YOUR GOAL: Please write out the data that follows, word for word.

** THE RECORDS follows **

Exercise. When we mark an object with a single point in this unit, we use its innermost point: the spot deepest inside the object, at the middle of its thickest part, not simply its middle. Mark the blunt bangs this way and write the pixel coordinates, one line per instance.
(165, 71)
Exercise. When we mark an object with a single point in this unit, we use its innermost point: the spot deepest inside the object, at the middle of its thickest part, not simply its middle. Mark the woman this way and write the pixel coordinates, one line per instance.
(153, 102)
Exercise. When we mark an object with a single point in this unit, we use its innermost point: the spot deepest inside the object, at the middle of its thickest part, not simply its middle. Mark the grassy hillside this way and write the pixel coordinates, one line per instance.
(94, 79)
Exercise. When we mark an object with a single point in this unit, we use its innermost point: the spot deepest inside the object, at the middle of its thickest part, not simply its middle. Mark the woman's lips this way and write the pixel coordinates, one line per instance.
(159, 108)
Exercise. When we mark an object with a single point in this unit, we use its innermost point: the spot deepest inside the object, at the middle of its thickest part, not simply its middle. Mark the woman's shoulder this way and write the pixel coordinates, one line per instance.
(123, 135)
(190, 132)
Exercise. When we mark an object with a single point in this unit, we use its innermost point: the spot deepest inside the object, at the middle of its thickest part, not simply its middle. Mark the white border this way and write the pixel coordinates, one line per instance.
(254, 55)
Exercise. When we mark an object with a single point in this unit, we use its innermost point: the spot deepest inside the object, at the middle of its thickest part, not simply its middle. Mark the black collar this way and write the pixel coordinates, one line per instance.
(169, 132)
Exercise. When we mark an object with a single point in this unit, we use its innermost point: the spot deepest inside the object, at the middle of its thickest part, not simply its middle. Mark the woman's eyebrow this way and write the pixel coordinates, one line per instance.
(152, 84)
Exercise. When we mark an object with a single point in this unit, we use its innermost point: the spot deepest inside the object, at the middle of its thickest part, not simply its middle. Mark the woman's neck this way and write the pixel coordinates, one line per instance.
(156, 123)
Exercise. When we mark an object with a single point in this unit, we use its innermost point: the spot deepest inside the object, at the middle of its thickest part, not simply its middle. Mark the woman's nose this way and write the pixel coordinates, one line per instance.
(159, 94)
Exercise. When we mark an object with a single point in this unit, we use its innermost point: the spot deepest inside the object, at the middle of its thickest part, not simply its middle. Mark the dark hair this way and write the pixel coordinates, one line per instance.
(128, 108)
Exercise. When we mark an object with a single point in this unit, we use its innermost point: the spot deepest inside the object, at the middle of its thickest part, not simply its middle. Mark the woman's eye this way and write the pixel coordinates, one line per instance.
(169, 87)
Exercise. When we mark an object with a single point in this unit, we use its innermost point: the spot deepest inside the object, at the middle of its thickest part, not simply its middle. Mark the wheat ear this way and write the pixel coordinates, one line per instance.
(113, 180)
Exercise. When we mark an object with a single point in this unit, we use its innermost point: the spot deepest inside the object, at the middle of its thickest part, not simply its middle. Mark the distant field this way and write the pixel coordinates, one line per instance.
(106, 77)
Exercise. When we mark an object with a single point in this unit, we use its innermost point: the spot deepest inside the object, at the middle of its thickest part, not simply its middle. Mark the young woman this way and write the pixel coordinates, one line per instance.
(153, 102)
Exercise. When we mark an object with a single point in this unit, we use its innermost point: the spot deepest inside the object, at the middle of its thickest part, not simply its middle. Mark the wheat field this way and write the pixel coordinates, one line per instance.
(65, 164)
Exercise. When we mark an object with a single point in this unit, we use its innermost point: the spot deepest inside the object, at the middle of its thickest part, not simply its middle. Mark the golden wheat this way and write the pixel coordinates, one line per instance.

** End of THE RECORDS **

OUTPUT BELOW:
Exercise. When we mark an object with a single point in this unit, we use its innermost point: the spot deepest inside the object, at the middle of its thickest part, not simply its middle. Mark the blunt bangs this way and write the pixel coordinates, one line per instance.
(165, 71)
Exercise. When we mark an object with a single point in this unit, we use its innermost point: the spot deepest inside the object, at the middle of its thickest part, not simply its middle. Mark the woman this way and write the pixel coordinates, one line per instance.
(153, 102)
Exercise. When we mark an object with a single point in this unit, we use its innermost point: the spot deepest inside the object, at the middle of its thickest part, not simply its middle. Mark the grassy hillside this way and write the pixel coordinates, one line per instance.
(94, 79)
Exercise. When we mark an object with a single point in this unit, we use its innermost point: the spot deepest inside the object, at the middle of its thickest part, not simply its middle. Mark the woman's lips this way and write the pixel coordinates, one line per instance.
(159, 108)
Exercise. When we mark an object with a single point in this unit, we use its innermost point: the spot deepest inside the object, at the middle of its thickest part, not simply its middle. Mark the woman's shoulder this way and write the pixel coordinates, one line per instance.
(123, 135)
(190, 132)
Exercise. When we mark an object with a single point in this unit, we use its innermost point: the spot deepest inside the object, at the middle of its thickest part, not simply its middle. Mark the white border this way and write the pixel coordinates, one line per instance.
(254, 55)
Exercise. When we mark an object with a single point in this unit, we use its innermost point: the spot deepest inside the object, at the middle of its thickest part, not simply its middle. Mark the black collar this way and write the pixel coordinates, one line per instance.
(169, 132)
Exercise. When we mark an object with a single point in this unit, we use its innermost point: the spot deepest inside the object, at the middle of its thickest part, not simply its middle. Mark the woman's eyebrow this way and write the pixel coordinates, one line per instance.
(152, 84)
Exercise. When we mark an object with a single point in this unit, we use its innermost point: the spot deepest inside the object, at the middle of its thickest part, not simply its middle. Mark the woman's neck this way and write the pixel coordinates, one line per instance.
(156, 123)
Exercise. When we mark an object with a single point in this unit, we use its innermost point: the spot deepest inside the object, at the middle of its thickest part, not simply its middle. Mark the woman's nose this way and write the pixel coordinates, one line per instance.
(159, 94)
Exercise. When we mark an object with a single point in this unit, we use its innermost point: the spot deepest inside the object, at the middle of its thickest part, not simply its middle. Mark the dark hair this way and write the pixel coordinates, one line per instance.
(128, 108)
Exercise. When we mark an object with a single point in this unit, we use its innermost point: the spot deepest inside the object, at the middle of its thickest part, not simply its middle. Mark the woman's eye this way and write the pixel coordinates, one line per instance.
(169, 87)
Exercise. When we mark an object with a single point in this unit, we use its innermost point: the spot deepest inside the object, at the middle of its thickest part, not simply its middle. Mark the wheat ear this way and write the pixel coordinates, one line per instance.
(113, 180)
Exercise. When we mark an object with a single point in this unit, we use its innermost point: the spot deepest inside the object, at the middle of its thickest part, not simply its middle. Mark the distant field this way and write the pixel coordinates, one line per instance.
(106, 77)
Exercise. When we mark an object with a single point in this unit, we use its innermost point: the spot deepest inside the object, at the middle of its thickest part, not simply its middle. Mark the young woman this way and write the pixel coordinates, one line per instance.
(153, 102)
Exercise. When we mark an object with a single point in this unit, we use its innermost point: the spot deepest inside the object, at the middle of its thickest part, not simply its middle. Mark the wheat field this way and write the pixel coordinates, one line per instance.
(65, 164)
Exercise. When we mark an object with a single point in this unit, we use its innermost point: the spot deepest inside the object, at the middle of its thickest part, not simply its middle. Mark the golden wheat this way and write the pixel coordinates, one line per instance.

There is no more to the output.